» Work item A
Rewrite the paragraph in the text on yoga that begins "But, unfortunately, yoga is disappearing" more briefly, keeping its main facts.
» Work item B
Using the text on yoga, decide whether each statement agrees with it: (i) yoga tries to replace religion, science and medicine; (ii) the etalon of one kilogram is stored in Paris; (iii) anyone may enter the "closed" schools of yoga. Answer yes or no for each and quote the deciding words.
» Work item C
Pick up the text on yoga after its final sentence and continue it.

» Text provided
□ □ □ □ □
Knowing the axioms of yoga the Teachers adapt the teaching easily to different countries, nations and cultures. Yoga has never questioned the tradition, values of society, and the philosophical views of the people in the countries where it came to. Yoga integrates non-violently and harmoniously into people’s life and does not try to replace religion, science and medicine, as well as to impose a strange "yogic" style of life to someone.
And it goes well, because having a flexible logical system of basic statements, yoga adapts to the needs of people, regardless of their racial, ethnic or religious-philosophical affiliation and does it with flexibility and grace.
But, unfortunately, yoga is disappearing for a number of independent causes. And now we have fewer and fewer Yoga Teachers, who would understand the axioms of yoga and would be able to adapt the yoga practice to the modern conditions. And the system of axioms themselves survived in a stripped-down, highly compressed, abrupt form. It also impacts the possibility to make conclusions from the axioms regarding the specific yoga exercises. It is an art available only to those who devote themselves to yoga entirely.
So up to now, many exercises are given from one generation to the next one without understanding how they are derived from axioms. This is a good soil for bugs, misunderstandings and it even can lead to attempts to interpret yoga not as a live dynamic teaching, but as a set of dogmas, bookish and similar to sectarianism. The situation is joyless.
We need people who have strong understanding of the axioms of yoga, to process them through and by that to compensate the lost fragments of the yoga teaching.
It should also be remembered that although yoga is an open system of self-exploration, there are open and “closed” schools of yoga. “Closed” schools need to save what is left from yoga, and to ensure transfer of some knowledge to open schools, where they can be studied by everyone. Only the most proven yogis can get into such schools. It is the same as with the etalons of weight or length in science. The etalon of one kilogram is stored in Paris. Only some scientists have access to it and create other equivalents of weight to distribute them worldwide. The same way the closed schools of yoga keep the remaining knowledge safe to have a possibility to verify with an original.
□ □ □ □ □
» Information provided
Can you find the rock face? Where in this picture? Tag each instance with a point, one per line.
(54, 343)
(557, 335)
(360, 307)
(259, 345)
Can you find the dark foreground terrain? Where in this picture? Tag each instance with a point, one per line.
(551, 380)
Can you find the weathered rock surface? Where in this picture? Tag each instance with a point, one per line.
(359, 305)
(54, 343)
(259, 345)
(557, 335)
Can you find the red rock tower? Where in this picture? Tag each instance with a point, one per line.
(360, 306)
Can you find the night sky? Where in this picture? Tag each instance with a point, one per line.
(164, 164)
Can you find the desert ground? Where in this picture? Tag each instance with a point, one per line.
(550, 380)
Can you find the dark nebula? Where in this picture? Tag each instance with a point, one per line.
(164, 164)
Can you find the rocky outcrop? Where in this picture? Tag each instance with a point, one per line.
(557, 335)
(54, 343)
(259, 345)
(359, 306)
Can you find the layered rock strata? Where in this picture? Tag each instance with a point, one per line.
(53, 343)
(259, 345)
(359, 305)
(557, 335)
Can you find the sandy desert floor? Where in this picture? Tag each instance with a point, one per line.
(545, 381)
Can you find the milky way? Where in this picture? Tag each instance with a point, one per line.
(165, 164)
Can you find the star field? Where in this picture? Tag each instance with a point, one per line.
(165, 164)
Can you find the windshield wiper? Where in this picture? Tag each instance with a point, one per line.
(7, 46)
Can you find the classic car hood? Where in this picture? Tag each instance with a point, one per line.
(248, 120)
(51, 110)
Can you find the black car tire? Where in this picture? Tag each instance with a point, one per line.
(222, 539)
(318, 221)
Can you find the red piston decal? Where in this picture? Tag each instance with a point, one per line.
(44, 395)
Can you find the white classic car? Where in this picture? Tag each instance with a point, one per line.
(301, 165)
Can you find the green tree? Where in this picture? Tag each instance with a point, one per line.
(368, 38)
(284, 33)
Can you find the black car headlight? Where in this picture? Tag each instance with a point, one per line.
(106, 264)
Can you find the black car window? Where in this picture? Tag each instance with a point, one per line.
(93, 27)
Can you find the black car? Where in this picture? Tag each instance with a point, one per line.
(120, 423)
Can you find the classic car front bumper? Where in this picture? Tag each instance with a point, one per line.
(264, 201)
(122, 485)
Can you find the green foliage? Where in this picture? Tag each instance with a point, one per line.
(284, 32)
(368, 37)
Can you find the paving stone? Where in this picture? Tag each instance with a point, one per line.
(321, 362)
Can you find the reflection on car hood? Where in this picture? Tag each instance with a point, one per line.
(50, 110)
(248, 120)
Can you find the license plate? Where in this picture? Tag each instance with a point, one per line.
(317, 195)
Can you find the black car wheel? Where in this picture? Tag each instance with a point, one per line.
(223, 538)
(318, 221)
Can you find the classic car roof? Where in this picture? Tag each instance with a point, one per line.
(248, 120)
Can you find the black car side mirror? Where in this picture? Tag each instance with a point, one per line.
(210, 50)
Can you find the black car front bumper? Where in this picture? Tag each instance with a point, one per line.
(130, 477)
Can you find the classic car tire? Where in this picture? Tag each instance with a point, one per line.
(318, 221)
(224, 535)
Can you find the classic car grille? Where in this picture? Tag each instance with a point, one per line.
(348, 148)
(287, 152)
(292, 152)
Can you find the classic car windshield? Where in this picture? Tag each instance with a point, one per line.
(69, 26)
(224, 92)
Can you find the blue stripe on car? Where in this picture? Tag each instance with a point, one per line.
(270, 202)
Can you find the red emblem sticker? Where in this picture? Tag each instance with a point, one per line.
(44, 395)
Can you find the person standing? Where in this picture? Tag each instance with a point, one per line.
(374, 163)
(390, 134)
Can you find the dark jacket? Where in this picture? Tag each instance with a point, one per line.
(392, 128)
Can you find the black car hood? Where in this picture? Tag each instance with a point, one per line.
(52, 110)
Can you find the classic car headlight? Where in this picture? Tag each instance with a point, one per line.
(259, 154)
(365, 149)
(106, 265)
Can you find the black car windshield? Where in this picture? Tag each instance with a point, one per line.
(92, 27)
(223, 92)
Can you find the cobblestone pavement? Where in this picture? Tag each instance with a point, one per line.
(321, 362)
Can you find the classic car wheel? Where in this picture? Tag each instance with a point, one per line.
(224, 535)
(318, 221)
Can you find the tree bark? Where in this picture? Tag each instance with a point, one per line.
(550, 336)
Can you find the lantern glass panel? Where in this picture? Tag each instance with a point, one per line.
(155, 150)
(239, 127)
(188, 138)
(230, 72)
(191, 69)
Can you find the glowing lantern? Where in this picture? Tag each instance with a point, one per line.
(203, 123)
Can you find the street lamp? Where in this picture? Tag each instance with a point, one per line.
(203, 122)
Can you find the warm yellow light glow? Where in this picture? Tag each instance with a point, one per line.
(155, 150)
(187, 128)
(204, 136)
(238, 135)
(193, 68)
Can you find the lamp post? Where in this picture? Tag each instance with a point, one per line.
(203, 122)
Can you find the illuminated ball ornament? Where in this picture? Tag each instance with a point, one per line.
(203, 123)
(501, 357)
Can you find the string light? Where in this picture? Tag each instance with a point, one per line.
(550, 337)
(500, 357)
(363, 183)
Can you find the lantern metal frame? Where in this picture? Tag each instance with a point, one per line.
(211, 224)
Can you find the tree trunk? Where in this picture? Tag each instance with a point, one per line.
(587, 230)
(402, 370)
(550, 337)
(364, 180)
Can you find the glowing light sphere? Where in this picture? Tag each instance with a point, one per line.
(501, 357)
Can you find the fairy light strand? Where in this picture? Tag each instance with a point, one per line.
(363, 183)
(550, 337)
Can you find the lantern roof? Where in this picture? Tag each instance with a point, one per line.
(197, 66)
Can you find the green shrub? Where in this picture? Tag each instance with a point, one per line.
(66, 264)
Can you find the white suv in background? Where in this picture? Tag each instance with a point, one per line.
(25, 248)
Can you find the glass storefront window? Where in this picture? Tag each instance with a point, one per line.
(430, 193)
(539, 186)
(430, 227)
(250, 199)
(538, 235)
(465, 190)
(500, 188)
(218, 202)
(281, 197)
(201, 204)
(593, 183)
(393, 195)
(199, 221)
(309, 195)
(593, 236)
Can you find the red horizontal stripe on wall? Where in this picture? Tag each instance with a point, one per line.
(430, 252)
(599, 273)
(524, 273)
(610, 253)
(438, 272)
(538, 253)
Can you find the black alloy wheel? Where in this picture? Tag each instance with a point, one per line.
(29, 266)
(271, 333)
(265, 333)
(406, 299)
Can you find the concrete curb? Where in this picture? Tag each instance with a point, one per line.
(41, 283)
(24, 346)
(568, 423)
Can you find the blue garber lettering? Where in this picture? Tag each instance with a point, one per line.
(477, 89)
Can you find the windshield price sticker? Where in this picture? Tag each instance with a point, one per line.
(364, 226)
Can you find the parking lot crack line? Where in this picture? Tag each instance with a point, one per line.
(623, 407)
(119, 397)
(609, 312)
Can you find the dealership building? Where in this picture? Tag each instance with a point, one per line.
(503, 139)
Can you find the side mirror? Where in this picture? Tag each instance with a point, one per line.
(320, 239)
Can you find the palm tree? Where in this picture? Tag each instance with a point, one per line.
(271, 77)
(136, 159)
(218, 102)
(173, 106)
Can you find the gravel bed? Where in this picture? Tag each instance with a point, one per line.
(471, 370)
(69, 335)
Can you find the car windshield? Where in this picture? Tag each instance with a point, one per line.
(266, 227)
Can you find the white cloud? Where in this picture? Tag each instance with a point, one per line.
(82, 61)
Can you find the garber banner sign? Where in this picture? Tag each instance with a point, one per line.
□ □ □ □ □
» Exercise output A
Yoga is disappearing for several independent reasons. Fewer and fewer Yoga Teachers understand its axioms and can adapt practice to modern conditions. The axioms have survived only in a stripped-down, highly compressed, abrupt form. This makes it harder to draw conclusions from them about specific exercises, an art open only to those who devote themselves to yoga entirely.

» Exercise output B
(i) No: "does not try to replace religion, science and medicine"
(ii) Yes: "The etalon of one kilogram is stored in Paris."
(iii) No: "Only the most proven yogis can get into such schools."

» Exercise output C
The openness of yoga is the greatest treasure for humanity, the factor of knowledge retrieving and the guarantee that even after centuries yoga will remain the same beautiful, modern and attractive system.
The negative side of this openness is that there can be increasing number of half-trained people taking knowledge out of context and trying to make their own new psychological school, sect or medical panacea for all. This kind of people are quite dangerous for the great yoga teaching: having read a yoga book overnight or having passed a certified 2-week long yoga instructor course they start seeing themselves as yoga Guru. Some of them even try to get patent on it. That is funny and sad at the same time. It seems like thanks to this openness there will be no yoga student but everyone will see themselves as yoga teachers without any objective reason. Several years of training under the guidance of experienced teachers is required to get into a spirit of this teaching and immerse in it. In any case our yoga training takes four years, and even after it is completed our students keep on coming for classes and repeatedly study some yoga courses.